*Description of the task*
Reproduce the data below exactly as written. Pictures do not belong in the copy.

[Image point grounding data]
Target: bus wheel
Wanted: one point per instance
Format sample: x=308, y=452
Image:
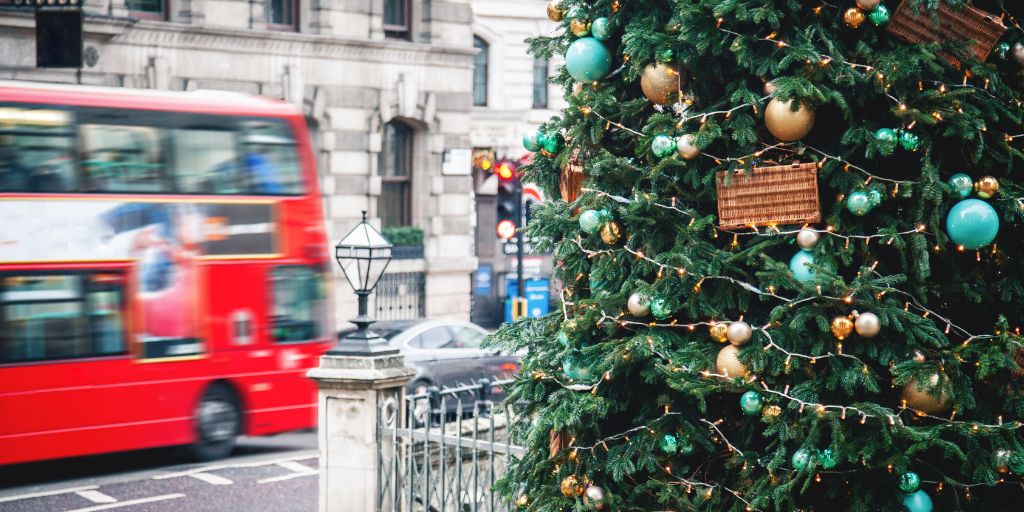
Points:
x=218, y=422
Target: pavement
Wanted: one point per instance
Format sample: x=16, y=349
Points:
x=278, y=473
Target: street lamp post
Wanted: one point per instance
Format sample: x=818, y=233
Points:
x=364, y=255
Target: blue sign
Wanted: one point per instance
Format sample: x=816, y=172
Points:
x=537, y=297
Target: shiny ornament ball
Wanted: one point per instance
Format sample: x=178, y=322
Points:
x=739, y=333
x=798, y=265
x=867, y=325
x=588, y=59
x=685, y=146
x=842, y=327
x=986, y=187
x=590, y=221
x=858, y=203
x=807, y=239
x=728, y=363
x=918, y=502
x=611, y=232
x=854, y=17
x=786, y=125
x=638, y=304
x=720, y=332
x=660, y=83
x=972, y=223
x=962, y=184
x=752, y=402
x=908, y=482
x=601, y=29
x=880, y=15
x=801, y=459
x=663, y=145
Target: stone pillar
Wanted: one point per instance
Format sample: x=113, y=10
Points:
x=351, y=392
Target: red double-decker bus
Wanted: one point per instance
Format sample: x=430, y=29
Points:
x=163, y=264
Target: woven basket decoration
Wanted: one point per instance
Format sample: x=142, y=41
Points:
x=981, y=29
x=769, y=196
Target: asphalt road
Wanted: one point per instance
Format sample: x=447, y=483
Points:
x=264, y=473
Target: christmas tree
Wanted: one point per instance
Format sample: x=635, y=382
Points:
x=790, y=255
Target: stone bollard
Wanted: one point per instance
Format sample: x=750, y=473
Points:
x=352, y=388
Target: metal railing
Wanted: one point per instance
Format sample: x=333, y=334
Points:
x=442, y=451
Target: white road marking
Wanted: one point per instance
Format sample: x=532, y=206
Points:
x=47, y=493
x=96, y=497
x=129, y=503
x=211, y=478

*Task answer*
Target: bus wheel
Wanted: one point per instance
Format sample: x=308, y=452
Image:
Points:
x=218, y=422
Target: pavement
Wanted: one point per instance
Format sample: x=16, y=349
Points:
x=278, y=473
Target: street lamp post
Wanted: one point per instance
Format sample: x=818, y=233
Points:
x=364, y=255
Target: blue sign
Wanted: one point per instance
Format sample: x=816, y=172
Points:
x=537, y=297
Target: shiny ornament ball
Wanted: one point per instance
Format sample: x=178, y=322
Points:
x=739, y=333
x=798, y=265
x=867, y=325
x=588, y=59
x=685, y=146
x=842, y=327
x=986, y=187
x=590, y=221
x=858, y=203
x=807, y=239
x=728, y=363
x=918, y=502
x=611, y=232
x=854, y=17
x=786, y=125
x=638, y=304
x=720, y=332
x=660, y=83
x=972, y=223
x=962, y=184
x=752, y=402
x=908, y=482
x=601, y=29
x=880, y=15
x=801, y=459
x=663, y=145
Target: stone pillar
Wanted: one point per instance
Format sample: x=113, y=10
Points:
x=351, y=392
Target: red double-decker bus
Wanted: one point per instance
Format sample: x=430, y=29
Points:
x=163, y=264
Target: woven basket decoration
Wanted: one point per instance
Format sample: x=142, y=41
Points:
x=981, y=29
x=769, y=196
Target: asphalt road
Wanted: one point per instance
Format sample: x=447, y=483
Points:
x=264, y=473
Target: christmas tree
Wanted: one point per instance
Format sample: x=635, y=382
Points:
x=790, y=255
Target: stone bollard
Wanted: one point per instance
Format sample: x=750, y=473
Points:
x=352, y=388
Target: metal railing
Wanted: one point per instance
Format sample: x=333, y=334
Points:
x=442, y=451
Target: white road marking
Wanted: one point per instance
Format sample: x=532, y=206
Points:
x=47, y=493
x=96, y=497
x=129, y=503
x=211, y=478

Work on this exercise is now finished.